**TASK:** Would you return every entry below without a single difference?

Stored items
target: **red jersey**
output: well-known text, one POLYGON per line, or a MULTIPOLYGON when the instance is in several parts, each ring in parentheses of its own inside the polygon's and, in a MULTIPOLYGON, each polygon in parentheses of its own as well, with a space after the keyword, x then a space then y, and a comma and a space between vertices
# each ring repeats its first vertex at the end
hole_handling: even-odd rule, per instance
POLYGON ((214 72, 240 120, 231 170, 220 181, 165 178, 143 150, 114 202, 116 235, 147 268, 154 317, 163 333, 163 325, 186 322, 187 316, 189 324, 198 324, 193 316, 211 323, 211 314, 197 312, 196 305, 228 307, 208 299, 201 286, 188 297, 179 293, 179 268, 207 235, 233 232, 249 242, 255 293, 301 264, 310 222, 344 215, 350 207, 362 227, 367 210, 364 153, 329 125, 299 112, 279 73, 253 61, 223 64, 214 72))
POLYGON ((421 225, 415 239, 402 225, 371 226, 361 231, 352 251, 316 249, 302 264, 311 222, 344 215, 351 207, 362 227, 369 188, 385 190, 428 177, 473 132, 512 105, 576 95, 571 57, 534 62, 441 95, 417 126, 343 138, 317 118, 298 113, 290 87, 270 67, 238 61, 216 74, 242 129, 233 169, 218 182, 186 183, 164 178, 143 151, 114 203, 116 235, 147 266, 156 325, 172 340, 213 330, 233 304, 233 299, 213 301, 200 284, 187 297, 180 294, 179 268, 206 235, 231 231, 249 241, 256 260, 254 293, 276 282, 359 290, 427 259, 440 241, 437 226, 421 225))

**RESPONSE AREA:**
target: **red jersey**
output: well-known text, one POLYGON per line, or a MULTIPOLYGON when the instance is in several parts, each ring in parentheses of its own inside the polygon's and, in a MULTIPOLYGON, each polygon in parentheses of its own as well, with a space after the keyword, x then a space then y, and a comma and a space between vertices
# each ring repeats its first vertex at the end
hole_handling: even-odd rule, per instance
POLYGON ((214 72, 240 120, 231 170, 220 181, 165 178, 143 150, 114 202, 116 235, 147 268, 154 317, 163 333, 163 325, 186 322, 187 316, 189 324, 198 324, 193 316, 211 323, 211 314, 197 312, 196 305, 228 307, 208 299, 201 286, 188 297, 179 293, 179 268, 207 235, 233 232, 249 242, 255 293, 301 264, 310 222, 344 215, 350 207, 362 227, 367 210, 364 153, 329 125, 299 112, 279 73, 253 61, 223 64, 214 72))
POLYGON ((421 225, 415 239, 402 225, 371 226, 361 231, 352 251, 316 249, 302 264, 311 222, 344 215, 351 207, 362 227, 369 188, 385 190, 428 177, 473 132, 512 105, 576 95, 571 57, 534 62, 441 95, 417 126, 343 138, 317 118, 298 113, 290 87, 270 67, 238 61, 216 74, 242 129, 233 169, 218 182, 186 183, 164 178, 143 151, 114 203, 116 235, 147 266, 156 325, 172 340, 213 330, 233 304, 233 299, 213 301, 200 284, 187 297, 180 294, 179 268, 206 235, 231 231, 249 241, 256 260, 254 293, 276 282, 359 290, 427 259, 440 241, 437 226, 421 225))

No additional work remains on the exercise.